*Work to be completed*
Each line in the entries that has the word "below" has to be copied.

*Extracted records*

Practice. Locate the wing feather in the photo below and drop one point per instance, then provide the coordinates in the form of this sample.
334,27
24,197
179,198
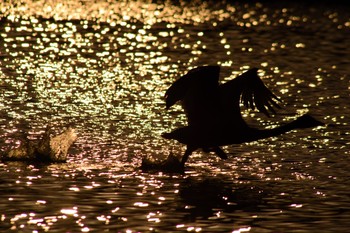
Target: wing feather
252,92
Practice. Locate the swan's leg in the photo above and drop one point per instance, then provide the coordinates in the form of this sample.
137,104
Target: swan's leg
188,152
220,152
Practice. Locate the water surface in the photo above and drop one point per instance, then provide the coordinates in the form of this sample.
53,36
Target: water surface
103,66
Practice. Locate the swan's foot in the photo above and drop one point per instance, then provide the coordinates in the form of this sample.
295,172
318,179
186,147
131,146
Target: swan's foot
187,154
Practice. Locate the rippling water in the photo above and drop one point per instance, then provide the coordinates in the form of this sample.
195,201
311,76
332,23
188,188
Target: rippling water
103,66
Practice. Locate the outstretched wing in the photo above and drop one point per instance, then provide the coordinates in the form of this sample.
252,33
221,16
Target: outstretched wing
251,91
198,93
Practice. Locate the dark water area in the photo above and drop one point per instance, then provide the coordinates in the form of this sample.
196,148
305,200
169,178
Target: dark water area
104,66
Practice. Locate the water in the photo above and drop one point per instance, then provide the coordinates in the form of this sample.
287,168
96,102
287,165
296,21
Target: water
103,66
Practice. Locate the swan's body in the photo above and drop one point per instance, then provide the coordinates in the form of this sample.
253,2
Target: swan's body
213,110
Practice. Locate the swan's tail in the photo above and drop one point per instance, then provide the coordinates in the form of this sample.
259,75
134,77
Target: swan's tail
307,121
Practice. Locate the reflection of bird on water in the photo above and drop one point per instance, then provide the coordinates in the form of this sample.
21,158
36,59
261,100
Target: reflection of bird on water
213,110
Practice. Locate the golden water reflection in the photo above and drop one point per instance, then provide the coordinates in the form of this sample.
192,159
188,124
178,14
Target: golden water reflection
104,66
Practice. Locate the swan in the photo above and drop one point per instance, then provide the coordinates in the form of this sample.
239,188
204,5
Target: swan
213,110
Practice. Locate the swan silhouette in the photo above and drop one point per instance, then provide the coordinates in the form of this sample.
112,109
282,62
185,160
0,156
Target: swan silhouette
213,110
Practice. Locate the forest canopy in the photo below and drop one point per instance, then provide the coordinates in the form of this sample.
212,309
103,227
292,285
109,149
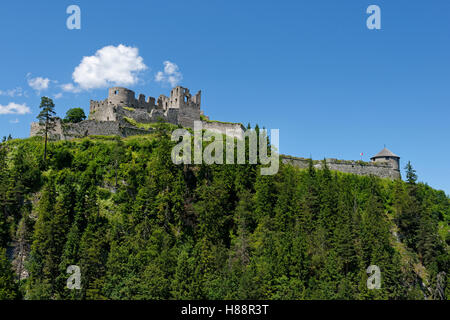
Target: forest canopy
141,227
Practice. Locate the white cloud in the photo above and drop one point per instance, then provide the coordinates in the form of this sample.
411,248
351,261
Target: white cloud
14,108
16,92
38,83
69,87
109,66
171,74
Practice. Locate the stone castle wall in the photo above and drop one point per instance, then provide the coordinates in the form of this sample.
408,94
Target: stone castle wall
235,130
67,131
380,169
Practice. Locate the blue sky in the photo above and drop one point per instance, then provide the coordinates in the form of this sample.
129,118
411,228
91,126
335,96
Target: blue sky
312,69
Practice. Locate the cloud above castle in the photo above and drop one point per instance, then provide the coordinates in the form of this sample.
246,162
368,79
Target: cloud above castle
170,75
110,65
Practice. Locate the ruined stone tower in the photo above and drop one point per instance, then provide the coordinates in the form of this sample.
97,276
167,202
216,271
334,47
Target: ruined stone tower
387,156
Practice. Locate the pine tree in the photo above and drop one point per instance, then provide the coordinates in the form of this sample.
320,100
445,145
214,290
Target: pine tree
8,287
47,119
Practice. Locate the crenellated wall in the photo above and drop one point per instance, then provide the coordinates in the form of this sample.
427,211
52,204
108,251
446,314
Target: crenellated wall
380,169
67,131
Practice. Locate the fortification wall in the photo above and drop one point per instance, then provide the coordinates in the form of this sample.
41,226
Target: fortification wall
380,169
235,130
187,115
87,128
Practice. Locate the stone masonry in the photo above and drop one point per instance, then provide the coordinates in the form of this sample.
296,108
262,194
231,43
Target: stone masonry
123,115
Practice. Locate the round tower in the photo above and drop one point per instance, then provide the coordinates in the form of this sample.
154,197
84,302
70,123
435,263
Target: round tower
386,155
123,97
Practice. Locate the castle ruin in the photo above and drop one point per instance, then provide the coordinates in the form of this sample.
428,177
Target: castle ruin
123,115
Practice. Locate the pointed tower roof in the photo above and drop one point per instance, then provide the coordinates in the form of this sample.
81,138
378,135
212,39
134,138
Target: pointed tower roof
385,153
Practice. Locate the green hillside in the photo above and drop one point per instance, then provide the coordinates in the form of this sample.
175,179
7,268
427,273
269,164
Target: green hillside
141,227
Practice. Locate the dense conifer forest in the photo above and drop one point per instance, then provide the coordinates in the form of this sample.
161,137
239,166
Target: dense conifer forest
141,227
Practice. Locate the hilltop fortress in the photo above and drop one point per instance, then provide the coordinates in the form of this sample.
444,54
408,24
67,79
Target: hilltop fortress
123,115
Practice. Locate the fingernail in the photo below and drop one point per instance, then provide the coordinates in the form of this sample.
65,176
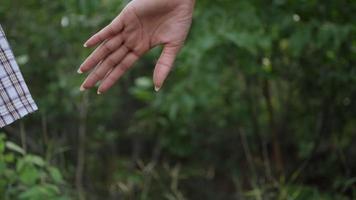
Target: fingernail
82,88
157,88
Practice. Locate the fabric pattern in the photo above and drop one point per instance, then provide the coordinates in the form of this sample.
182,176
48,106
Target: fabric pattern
15,98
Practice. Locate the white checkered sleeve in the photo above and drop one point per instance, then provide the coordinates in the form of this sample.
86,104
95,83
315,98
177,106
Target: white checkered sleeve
15,98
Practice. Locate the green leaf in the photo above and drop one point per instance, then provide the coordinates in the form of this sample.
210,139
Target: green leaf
55,175
14,147
29,175
35,160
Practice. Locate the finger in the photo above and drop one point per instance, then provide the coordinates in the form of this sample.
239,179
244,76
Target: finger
107,64
110,30
117,72
164,65
100,53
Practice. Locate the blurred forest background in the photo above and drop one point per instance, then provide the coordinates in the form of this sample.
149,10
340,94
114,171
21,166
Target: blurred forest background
261,105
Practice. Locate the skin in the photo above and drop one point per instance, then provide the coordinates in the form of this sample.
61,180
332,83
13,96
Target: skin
141,26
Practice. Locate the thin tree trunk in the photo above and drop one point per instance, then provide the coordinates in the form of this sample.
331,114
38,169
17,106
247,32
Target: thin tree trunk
83,107
272,126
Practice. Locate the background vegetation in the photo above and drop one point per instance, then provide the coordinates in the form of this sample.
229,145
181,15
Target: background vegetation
261,105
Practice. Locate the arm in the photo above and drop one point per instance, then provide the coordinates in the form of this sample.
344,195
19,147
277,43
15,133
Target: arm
141,26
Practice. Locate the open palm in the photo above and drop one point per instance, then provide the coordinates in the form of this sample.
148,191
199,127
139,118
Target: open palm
142,25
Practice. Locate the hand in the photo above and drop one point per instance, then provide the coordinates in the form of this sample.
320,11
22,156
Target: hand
142,25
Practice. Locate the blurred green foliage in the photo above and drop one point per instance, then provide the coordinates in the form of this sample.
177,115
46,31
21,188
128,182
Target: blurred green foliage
26,176
261,104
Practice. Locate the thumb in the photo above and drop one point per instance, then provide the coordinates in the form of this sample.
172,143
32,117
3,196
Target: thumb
164,64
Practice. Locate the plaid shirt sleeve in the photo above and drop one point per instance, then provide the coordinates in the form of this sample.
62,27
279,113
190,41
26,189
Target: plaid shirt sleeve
15,98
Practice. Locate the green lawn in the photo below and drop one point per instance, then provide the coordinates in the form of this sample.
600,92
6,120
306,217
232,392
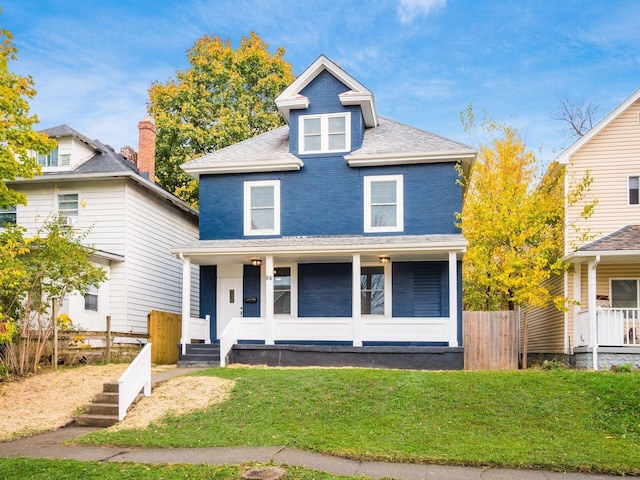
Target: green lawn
561,420
38,469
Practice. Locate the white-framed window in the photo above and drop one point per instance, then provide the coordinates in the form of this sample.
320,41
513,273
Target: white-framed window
325,133
624,293
634,189
262,207
91,299
8,215
68,208
49,159
383,203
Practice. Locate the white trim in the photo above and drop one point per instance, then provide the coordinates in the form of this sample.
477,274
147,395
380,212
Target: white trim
399,226
324,132
275,230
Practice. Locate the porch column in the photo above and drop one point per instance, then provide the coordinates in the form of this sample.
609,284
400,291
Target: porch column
356,311
453,300
186,302
593,317
269,294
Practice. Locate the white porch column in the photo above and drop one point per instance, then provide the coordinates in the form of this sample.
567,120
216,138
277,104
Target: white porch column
356,311
453,300
186,302
269,296
593,317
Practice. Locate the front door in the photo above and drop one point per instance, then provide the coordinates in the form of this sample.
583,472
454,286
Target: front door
229,299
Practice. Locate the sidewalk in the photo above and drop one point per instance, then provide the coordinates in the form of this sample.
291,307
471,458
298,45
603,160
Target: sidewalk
50,445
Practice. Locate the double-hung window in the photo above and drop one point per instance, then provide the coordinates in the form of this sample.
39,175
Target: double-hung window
383,203
325,133
8,215
634,188
68,208
262,207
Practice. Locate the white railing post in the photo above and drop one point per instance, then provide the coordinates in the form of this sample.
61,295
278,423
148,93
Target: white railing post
453,300
136,378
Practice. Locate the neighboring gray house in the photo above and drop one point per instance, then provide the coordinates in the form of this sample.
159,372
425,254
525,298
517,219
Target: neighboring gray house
132,222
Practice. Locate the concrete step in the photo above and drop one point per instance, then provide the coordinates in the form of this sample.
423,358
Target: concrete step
102,421
109,409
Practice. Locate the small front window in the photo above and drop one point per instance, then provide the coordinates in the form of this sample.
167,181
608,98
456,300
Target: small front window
634,188
325,133
384,208
262,208
8,215
282,290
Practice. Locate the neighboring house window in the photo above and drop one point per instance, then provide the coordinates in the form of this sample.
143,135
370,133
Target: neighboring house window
634,188
383,204
8,215
68,208
282,290
48,160
325,133
624,293
262,207
372,290
91,299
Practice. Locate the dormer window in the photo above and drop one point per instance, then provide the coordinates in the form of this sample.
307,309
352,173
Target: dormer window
325,133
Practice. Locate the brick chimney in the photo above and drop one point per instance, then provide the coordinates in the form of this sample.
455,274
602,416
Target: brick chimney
147,149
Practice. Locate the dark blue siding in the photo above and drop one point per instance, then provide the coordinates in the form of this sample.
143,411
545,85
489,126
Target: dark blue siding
251,289
324,290
208,279
326,198
420,289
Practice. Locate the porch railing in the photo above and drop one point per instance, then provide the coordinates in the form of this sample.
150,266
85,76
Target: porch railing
615,327
136,378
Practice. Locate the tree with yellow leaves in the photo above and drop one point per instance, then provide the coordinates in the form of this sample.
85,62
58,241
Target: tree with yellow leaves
224,97
514,223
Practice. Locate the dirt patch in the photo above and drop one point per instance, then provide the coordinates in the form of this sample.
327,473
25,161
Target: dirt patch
50,400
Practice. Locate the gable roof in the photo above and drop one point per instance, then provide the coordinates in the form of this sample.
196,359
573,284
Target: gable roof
565,156
358,94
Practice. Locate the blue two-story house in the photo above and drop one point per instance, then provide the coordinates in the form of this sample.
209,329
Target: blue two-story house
332,240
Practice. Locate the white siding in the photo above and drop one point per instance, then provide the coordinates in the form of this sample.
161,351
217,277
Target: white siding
611,156
154,276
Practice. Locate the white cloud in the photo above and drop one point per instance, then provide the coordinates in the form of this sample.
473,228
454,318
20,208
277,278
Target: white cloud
409,9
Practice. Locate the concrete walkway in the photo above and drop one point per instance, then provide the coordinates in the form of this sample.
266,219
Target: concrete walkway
50,445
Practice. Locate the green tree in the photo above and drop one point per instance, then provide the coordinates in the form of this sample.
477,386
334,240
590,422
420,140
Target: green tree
514,223
17,138
224,97
35,272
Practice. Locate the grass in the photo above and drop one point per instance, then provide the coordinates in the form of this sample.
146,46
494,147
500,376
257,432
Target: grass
559,420
39,469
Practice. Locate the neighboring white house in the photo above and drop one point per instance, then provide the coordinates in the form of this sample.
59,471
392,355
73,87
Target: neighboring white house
131,221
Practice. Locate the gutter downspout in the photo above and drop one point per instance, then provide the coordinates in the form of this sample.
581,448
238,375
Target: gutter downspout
593,317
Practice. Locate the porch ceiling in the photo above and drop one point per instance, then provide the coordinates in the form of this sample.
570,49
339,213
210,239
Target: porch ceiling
324,249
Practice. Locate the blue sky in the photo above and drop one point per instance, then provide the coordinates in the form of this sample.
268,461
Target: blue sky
425,60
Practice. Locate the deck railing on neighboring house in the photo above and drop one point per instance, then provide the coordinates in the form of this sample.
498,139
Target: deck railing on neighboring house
136,378
614,327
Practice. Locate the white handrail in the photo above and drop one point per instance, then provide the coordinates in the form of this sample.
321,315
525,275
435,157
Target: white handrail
135,378
228,339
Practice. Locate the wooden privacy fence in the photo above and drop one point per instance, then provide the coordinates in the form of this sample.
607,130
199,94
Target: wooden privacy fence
490,340
164,333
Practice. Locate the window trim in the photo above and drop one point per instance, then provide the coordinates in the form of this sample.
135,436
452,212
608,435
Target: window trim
637,177
399,226
276,207
324,132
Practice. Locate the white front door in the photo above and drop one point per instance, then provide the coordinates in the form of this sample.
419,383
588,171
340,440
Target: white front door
229,296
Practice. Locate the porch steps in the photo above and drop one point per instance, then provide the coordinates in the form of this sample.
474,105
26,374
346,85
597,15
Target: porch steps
200,355
103,411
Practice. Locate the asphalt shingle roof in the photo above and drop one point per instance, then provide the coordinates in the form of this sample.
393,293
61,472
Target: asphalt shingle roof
627,238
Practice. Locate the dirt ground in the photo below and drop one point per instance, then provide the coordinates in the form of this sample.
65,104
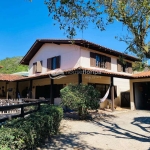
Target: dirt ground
120,130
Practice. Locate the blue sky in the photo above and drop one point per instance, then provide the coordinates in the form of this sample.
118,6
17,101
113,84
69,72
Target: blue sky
22,22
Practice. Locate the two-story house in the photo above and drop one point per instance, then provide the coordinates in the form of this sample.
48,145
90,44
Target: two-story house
81,61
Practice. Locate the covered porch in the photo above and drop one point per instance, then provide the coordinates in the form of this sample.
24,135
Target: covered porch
42,86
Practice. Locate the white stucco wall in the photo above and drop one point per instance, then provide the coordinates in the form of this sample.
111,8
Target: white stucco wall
85,60
70,56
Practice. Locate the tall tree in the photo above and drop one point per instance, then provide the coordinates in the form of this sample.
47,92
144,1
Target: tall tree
134,14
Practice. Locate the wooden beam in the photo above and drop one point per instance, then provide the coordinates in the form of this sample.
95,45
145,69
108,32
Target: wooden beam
17,89
52,92
112,94
79,78
30,89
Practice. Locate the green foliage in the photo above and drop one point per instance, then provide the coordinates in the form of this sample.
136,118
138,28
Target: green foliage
139,66
78,14
11,65
28,133
80,97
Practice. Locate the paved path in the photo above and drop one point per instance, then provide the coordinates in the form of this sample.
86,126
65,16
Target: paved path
123,131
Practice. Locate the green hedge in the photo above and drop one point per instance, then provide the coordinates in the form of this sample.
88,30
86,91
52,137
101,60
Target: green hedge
30,132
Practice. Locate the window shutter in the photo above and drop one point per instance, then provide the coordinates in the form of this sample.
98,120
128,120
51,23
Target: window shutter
49,64
115,92
34,67
39,66
102,58
108,63
130,68
92,59
119,66
58,62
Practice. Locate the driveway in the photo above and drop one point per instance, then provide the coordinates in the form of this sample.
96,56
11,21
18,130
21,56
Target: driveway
116,131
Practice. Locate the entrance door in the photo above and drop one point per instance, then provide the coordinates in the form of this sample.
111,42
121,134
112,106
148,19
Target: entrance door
142,95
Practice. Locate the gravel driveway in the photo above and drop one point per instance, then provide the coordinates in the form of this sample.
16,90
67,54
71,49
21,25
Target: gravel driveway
119,131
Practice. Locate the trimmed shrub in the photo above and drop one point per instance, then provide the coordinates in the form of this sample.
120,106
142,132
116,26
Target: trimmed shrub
80,97
30,132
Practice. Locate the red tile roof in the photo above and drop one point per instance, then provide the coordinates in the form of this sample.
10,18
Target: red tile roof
83,43
8,77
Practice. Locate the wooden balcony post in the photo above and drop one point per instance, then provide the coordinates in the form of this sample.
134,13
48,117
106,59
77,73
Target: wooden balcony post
51,92
112,94
79,78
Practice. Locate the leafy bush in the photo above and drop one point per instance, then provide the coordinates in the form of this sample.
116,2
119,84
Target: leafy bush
29,132
80,97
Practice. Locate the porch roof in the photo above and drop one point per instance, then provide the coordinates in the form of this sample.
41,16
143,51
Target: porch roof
79,70
145,74
9,77
39,42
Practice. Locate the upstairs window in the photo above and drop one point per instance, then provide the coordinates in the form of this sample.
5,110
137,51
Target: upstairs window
101,61
53,63
37,67
126,67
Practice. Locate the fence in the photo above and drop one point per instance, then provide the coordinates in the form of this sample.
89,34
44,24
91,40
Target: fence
17,108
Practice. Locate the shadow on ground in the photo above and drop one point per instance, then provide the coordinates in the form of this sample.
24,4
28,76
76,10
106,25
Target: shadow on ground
119,132
142,121
70,142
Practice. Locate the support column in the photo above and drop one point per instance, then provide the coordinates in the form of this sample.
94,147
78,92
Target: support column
112,94
79,78
7,86
17,89
51,92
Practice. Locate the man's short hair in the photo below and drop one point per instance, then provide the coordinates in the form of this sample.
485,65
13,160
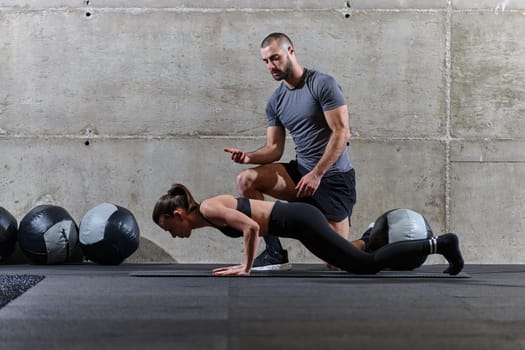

*Task result*
Practice. Locate the wing feather in the photo below and drop one point per instance, then provide the coordinates in the form of this sample.
Practice. Locate the forest canopy in the photo below and drop one point per instance, then provide the coordinates in the form of this sample.
Practice. Locate the fingernail in the photo below and drop one point per instance, then provide the coordinates in the form of this sample.
Practice. Locate the green lawn in the photo below and drop one point per instance, then provide the coordinates in the form of this sample.
Practice. Locate the dirt ground in the photo below and drop one point per instance, then provide the coordinates in the form of this sample.
Practice. Locate the man's short hair in the photo below and drop one point per instance, then provide the coordinates in the form of this sample.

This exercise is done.